• Extract:
I’ve two Les Paul type guitars, one a 1973 Antoria, heavier and more dense than a Gibson and 2008 Gibson/Baldwin Les Paul that is a little less substantial but easier to carry. The man behind those designs but not the production has died at the age of 94. His gifts to the world were multi-tracking and a solid lump of wood that has churned out the heaviest riffs and licks for the last fifty years. No mealy mouthed twang or screechy ping from these guitars, just wails and growls and some rare moments with the pots screwed down and the amp cranked up to create the legendary “woman” sound , one that many try to reach but few attain. Thanks for the dream and a possible means of getting there.


Wednesday, August 12, 2009

Non-Ukrainian tractor

There in some tractor garden, still rusty and in daily use. To pull the lobster pot boats from the land to the sea and back again. Fordson engineering and British steel and iron that can last for fifty salty years, in fields, on roads and in the water. That was at the weekend however...

• The problem:
Please state the age at which the man behind the Les Paul designs died, according to the blog excerpt.

• Given information:
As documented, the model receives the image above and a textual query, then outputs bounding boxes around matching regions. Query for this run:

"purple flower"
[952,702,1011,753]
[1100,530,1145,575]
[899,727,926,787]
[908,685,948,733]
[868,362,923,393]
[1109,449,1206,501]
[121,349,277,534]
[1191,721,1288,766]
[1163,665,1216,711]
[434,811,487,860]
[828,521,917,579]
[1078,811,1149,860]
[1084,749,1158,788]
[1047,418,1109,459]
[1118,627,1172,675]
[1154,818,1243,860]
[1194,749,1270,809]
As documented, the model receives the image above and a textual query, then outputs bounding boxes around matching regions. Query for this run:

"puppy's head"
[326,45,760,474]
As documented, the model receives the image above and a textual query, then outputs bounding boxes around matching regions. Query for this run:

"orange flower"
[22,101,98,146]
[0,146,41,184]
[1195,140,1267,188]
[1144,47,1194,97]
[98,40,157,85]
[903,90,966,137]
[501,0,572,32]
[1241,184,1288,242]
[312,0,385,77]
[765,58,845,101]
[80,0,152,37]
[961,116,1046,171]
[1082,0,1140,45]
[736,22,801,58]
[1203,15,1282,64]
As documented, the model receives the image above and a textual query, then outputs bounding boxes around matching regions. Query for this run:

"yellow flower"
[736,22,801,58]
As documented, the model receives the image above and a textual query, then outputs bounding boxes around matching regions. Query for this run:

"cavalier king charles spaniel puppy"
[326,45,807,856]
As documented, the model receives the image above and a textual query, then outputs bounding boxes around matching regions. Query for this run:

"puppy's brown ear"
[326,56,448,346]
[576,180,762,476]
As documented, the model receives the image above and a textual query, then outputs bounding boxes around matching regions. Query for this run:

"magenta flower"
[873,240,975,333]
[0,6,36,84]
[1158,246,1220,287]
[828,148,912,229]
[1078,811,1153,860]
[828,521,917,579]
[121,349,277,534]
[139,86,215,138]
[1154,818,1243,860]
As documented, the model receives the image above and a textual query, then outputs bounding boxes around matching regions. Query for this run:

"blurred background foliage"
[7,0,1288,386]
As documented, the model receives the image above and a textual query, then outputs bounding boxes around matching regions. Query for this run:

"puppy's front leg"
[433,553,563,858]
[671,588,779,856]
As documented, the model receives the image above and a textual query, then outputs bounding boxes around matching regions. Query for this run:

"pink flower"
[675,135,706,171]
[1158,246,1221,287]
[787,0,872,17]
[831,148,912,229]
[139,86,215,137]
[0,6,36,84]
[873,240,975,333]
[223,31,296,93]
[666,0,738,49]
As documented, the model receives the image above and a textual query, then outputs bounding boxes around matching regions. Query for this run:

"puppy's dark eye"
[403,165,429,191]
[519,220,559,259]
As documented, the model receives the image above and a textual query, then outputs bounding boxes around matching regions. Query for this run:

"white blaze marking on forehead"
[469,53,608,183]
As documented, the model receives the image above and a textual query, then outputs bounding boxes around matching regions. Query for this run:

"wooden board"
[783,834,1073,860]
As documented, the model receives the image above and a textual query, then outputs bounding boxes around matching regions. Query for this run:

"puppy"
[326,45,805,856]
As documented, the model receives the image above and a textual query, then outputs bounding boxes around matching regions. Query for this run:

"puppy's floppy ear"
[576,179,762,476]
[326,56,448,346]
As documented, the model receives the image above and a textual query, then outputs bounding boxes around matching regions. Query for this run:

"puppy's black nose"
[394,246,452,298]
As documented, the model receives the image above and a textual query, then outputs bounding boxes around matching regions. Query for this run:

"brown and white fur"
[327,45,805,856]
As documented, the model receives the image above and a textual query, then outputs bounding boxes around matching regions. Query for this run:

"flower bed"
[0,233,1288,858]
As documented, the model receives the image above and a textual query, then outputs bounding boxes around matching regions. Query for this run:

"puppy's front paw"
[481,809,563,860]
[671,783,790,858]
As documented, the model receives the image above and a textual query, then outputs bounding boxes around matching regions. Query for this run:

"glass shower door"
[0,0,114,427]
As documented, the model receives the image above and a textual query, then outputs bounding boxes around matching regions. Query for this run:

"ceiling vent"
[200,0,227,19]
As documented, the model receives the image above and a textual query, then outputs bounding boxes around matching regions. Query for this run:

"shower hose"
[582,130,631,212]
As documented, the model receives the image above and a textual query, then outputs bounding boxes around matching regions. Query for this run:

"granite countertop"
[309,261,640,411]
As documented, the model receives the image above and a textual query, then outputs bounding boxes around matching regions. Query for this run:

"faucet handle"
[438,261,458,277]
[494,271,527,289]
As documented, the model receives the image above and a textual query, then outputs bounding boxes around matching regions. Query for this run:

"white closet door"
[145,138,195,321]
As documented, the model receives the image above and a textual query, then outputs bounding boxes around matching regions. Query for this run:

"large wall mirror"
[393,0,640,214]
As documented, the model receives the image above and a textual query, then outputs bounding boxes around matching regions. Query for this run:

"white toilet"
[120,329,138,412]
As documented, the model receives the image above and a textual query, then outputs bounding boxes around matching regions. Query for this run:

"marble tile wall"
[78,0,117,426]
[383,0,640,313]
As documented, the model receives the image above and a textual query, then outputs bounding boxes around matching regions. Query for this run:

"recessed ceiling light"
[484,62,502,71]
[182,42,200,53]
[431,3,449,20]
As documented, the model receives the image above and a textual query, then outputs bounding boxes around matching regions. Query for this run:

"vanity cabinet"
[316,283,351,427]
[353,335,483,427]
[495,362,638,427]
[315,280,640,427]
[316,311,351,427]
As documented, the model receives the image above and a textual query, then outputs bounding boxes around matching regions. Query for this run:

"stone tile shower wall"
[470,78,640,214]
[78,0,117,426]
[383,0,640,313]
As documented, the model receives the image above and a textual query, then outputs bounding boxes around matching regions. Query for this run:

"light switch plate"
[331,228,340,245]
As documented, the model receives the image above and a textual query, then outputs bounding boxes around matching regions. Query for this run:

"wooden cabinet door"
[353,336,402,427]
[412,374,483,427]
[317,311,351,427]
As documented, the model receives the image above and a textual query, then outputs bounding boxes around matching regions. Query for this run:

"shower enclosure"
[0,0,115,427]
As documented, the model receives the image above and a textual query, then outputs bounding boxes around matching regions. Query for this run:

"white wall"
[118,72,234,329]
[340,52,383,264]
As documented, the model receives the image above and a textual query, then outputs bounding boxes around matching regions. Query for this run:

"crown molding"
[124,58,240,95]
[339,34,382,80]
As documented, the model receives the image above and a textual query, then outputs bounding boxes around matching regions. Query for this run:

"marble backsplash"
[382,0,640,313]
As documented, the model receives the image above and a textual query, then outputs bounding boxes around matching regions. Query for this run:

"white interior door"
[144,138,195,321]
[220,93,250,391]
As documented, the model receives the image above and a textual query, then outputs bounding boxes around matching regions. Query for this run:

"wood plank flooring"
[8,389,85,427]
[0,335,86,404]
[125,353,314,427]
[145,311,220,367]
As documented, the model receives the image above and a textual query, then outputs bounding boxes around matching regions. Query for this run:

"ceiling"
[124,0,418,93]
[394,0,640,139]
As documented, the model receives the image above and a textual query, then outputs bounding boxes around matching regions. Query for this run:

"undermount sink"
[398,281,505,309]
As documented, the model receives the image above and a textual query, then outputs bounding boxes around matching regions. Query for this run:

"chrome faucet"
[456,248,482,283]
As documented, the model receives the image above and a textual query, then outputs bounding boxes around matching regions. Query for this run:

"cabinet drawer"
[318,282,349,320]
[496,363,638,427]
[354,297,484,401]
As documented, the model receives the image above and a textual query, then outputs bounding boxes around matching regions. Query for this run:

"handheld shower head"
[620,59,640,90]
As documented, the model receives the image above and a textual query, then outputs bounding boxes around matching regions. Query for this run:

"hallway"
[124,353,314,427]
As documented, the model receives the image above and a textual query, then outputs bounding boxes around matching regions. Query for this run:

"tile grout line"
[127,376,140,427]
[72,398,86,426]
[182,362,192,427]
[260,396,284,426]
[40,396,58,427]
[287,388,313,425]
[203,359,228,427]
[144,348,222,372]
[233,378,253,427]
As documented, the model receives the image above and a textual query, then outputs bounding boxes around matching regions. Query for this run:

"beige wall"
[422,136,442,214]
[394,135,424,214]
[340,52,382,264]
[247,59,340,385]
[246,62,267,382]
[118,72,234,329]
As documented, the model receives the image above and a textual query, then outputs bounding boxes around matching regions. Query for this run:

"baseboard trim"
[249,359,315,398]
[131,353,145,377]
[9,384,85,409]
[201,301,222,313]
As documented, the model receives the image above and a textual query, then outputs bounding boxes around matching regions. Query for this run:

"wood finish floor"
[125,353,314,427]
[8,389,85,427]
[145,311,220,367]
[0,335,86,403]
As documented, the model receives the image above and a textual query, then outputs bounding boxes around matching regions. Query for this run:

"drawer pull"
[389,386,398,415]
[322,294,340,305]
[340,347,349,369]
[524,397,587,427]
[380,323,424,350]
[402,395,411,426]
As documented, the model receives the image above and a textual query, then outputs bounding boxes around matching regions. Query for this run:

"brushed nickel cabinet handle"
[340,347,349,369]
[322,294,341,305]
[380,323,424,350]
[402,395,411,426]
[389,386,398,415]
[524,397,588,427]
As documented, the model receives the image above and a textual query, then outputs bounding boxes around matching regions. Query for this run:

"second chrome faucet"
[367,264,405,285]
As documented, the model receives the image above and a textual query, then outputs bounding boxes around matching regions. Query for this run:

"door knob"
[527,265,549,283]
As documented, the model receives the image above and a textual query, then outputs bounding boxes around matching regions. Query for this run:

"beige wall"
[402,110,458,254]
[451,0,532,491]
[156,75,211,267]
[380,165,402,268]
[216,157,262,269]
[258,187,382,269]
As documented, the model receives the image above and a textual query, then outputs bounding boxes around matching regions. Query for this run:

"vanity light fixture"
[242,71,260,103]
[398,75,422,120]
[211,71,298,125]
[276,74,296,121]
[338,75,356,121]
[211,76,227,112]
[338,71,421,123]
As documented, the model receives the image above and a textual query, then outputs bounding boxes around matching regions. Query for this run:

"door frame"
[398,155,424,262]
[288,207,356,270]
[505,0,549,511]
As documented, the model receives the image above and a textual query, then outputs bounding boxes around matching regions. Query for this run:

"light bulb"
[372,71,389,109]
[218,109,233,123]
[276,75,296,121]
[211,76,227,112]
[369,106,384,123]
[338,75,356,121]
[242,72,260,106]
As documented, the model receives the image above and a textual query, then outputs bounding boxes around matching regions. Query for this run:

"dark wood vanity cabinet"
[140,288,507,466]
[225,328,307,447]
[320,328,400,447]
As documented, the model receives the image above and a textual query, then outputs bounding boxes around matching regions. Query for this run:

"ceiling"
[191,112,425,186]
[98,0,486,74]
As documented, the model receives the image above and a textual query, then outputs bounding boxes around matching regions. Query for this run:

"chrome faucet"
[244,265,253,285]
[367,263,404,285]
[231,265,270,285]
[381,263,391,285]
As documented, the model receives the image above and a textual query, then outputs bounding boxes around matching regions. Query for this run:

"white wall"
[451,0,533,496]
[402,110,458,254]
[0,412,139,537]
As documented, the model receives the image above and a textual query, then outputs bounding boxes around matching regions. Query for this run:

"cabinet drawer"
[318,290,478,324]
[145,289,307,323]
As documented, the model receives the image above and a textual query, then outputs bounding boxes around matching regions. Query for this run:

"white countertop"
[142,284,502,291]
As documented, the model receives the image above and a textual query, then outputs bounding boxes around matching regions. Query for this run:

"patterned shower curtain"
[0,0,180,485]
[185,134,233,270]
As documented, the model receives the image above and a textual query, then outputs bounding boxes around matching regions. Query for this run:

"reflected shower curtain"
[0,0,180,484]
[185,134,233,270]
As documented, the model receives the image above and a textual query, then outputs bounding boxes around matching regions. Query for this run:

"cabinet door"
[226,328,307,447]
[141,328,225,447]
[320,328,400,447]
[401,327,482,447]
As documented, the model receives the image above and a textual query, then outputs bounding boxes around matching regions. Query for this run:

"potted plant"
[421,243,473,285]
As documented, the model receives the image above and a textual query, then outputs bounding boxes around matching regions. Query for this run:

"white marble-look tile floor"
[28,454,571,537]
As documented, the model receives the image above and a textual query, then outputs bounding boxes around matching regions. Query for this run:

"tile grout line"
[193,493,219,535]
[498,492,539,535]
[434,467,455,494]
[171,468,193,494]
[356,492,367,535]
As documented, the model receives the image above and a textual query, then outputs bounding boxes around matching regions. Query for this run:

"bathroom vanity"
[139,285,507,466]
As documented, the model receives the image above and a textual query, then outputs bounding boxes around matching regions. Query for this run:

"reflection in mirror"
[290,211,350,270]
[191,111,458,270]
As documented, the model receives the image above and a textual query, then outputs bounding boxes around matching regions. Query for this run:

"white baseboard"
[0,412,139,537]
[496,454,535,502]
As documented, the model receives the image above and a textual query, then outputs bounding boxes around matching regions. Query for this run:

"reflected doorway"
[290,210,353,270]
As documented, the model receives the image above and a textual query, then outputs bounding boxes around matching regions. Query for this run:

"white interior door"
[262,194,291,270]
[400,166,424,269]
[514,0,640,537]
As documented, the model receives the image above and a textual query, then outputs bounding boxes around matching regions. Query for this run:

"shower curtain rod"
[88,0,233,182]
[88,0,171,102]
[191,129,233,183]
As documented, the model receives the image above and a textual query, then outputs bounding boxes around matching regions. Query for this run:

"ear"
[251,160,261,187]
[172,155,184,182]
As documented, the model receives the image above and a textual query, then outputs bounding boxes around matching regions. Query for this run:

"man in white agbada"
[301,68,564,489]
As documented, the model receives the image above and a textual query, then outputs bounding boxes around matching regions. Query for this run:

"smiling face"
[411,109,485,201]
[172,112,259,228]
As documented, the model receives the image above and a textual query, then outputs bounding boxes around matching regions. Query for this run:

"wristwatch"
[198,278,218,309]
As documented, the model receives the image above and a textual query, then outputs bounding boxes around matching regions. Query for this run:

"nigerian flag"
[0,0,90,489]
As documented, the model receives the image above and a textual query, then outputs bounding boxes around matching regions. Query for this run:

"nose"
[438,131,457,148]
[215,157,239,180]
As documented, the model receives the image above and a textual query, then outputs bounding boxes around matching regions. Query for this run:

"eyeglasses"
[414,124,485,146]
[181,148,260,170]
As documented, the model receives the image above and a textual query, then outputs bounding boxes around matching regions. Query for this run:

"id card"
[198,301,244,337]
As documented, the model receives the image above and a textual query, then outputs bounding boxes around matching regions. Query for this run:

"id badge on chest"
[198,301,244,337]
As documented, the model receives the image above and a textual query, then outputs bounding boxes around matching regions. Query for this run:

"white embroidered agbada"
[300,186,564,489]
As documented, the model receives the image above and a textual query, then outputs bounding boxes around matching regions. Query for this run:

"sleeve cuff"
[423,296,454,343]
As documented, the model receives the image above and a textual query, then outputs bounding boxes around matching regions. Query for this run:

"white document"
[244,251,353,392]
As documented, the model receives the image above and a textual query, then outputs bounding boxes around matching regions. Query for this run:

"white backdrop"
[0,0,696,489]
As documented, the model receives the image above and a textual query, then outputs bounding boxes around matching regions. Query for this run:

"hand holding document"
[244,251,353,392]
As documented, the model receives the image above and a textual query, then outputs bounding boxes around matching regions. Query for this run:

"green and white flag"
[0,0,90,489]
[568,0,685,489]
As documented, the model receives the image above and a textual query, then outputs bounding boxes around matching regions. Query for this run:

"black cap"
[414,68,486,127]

• Reply:
He died at the age of 94.